Point-per-instance localization data
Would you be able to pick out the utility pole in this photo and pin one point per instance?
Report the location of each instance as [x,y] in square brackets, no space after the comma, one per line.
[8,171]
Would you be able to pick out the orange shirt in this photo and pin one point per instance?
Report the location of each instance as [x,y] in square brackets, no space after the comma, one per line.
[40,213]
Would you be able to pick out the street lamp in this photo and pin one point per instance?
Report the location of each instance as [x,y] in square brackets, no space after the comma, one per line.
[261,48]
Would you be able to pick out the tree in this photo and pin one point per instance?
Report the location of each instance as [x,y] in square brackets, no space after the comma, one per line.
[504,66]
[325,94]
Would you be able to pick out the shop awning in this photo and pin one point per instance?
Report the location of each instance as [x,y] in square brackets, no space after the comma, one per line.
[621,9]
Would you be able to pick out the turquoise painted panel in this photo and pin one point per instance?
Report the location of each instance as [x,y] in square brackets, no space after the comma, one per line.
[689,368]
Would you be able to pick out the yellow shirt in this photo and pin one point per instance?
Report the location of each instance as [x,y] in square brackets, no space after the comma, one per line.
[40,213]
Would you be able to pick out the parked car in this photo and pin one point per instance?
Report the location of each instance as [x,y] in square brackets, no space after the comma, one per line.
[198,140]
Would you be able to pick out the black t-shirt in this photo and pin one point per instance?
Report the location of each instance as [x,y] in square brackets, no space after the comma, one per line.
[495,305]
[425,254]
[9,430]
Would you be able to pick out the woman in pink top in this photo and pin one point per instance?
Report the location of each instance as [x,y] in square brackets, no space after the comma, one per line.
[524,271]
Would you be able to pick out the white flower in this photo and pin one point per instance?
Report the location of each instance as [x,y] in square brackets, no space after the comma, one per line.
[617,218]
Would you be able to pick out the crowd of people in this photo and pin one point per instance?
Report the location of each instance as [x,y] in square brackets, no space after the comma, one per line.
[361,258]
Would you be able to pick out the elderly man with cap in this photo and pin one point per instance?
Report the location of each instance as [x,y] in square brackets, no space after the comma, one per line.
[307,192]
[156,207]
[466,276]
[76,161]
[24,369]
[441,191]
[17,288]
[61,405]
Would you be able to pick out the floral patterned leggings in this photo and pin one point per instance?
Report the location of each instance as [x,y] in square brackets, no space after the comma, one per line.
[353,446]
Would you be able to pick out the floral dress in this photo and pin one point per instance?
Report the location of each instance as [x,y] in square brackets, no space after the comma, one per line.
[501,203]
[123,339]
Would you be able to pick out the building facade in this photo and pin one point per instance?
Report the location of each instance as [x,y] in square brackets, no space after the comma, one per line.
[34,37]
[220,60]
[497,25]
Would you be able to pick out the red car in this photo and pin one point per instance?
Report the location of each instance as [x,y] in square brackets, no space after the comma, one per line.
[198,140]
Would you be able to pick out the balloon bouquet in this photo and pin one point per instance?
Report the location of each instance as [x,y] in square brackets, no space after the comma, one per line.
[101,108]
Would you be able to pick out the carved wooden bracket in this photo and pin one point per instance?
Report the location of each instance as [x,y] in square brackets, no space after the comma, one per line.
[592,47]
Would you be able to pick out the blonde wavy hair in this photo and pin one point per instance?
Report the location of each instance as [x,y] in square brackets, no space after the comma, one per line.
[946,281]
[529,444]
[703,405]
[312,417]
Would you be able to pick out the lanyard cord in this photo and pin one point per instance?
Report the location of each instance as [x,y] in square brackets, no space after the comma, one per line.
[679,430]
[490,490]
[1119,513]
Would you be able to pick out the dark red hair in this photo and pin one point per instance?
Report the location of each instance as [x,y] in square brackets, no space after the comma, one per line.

**YOUR TASK**
Output every record above exactly as it was given.

**PROBLEM SOLUTION**
Would you be able to pick out the utility pole in this photo and pin one point per instance?
Report the location of each instance as [x,y] in square brackets, no space after the comma, one per line.
[8,171]
Would you be able to pick out the orange shirt in this photo and pin one point per instance?
Report the location of each instance as [x,y] in square brackets, no space after the comma, one per line.
[40,213]
Would you be able to pick out the street lamp in this photo and pin one point per instance?
Report the location of each instance as [x,y] in square brackets, no space after the comma, one per line.
[261,48]
Would you be able to pick out the tree in this photo and pin one point per instance?
Report the location of each instance as [x,y] in square brackets, no space after the comma, one per line.
[504,66]
[325,94]
Would you be able to pick out the shop awning in this photo and pin one point per instance?
Report the location of each instance as [x,y] in square brackets, no space after the comma, one per line.
[621,9]
Would you be able to pick out the turquoise painted panel in this photo and pin one point per instance?
Report the location of each instance as [x,y] in square brackets, no space after the comma, one per line.
[689,368]
Would you be able to pick out the yellow shirt in this photo and pin one point per instance?
Report the location of each instance as [x,y] in square brackets, no space after the comma, one per line.
[40,213]
Would you be able to pick out the parked car in this photo and pin one point per instance?
Report the location of each instance as [x,y] in square brackets, no space after the comma, one per line.
[198,140]
Would you be able to pick out the black t-shirt in this photo and pin one point per instance?
Report the location of each instance as [x,y] in square brackets, no space after the comma, one per line.
[495,305]
[425,254]
[9,430]
Would you be able to pick out the woman in pink top in this photo and pin one point per instance?
Report the location of each instance as [x,y] in square brackets, no space after the comma, one per line.
[524,271]
Would you be able to pick out the white flower in this photo and pin one point per instance?
Report the location of each instance as [x,y] in square brackets, no space after the comma, one per line.
[617,218]
Would you be able to pick out the crowd of people in this photo and pin one point per instance?
Report the location of each instance as [x,y] in square brackets, no space after the comma, one per line.
[361,258]
Would you be able to pick out the elderly man with cap in this photo and pin one point per instance?
Report the location of each instance as [x,y] in square brackets, no space after the comma, one per line.
[307,192]
[156,207]
[466,276]
[76,161]
[24,369]
[441,191]
[17,288]
[61,405]
Would you be able to pick out the floral patterned leggings in this photo and pin one point per instance?
Report the location of each instance as [x,y] in square brackets, no space after the comma, one per line.
[353,446]
Would you be able to pick out the floral dress in this photo and pin one point per instance?
Report the location of each instance as [x,y] in square brackets, no space after the comma, one per line.
[501,203]
[123,339]
Would you be able to pick out the building facade in this photo and pin one point per instance?
Report the location of each instance as [x,y] in square brackets, no space after the comma, one per line.
[34,37]
[220,60]
[497,25]
Would you be able to pick out the red car in this photo and pin one point per instance?
Report the location of each instance as [x,y] in square brackets, no space after the comma, one per line.
[198,140]
Would you be able to pick out the balloon bouquet in this photo and pin one point per instance?
Report the location of each instance as [x,y] in square brackets, no space after the comma, one per line.
[101,108]
Would you be able to pick out the carved wooden bracket in this photo and pin one point per instance?
Report the location of each instance as [x,y] in square brackets, no space after the comma, one per line.
[592,47]
Would you be able to pick out the blonde wavy hair in this photo and pin one point per instance?
Report the location of each instance as [x,y] in square brackets, no space after the comma, one per line.
[946,281]
[529,444]
[703,405]
[312,417]
Would you be able to pick out the lanyard cord in this photo and pin one point per instance?
Report the location of each instance as [x,y] in square brackets, no space after the comma, one per line.
[679,430]
[490,490]
[1119,513]
Would you be able to pick out the dark red hair in this photo and pin one point per instance?
Report the location of each instance as [x,y] in square brackets, no space after the comma, one per line.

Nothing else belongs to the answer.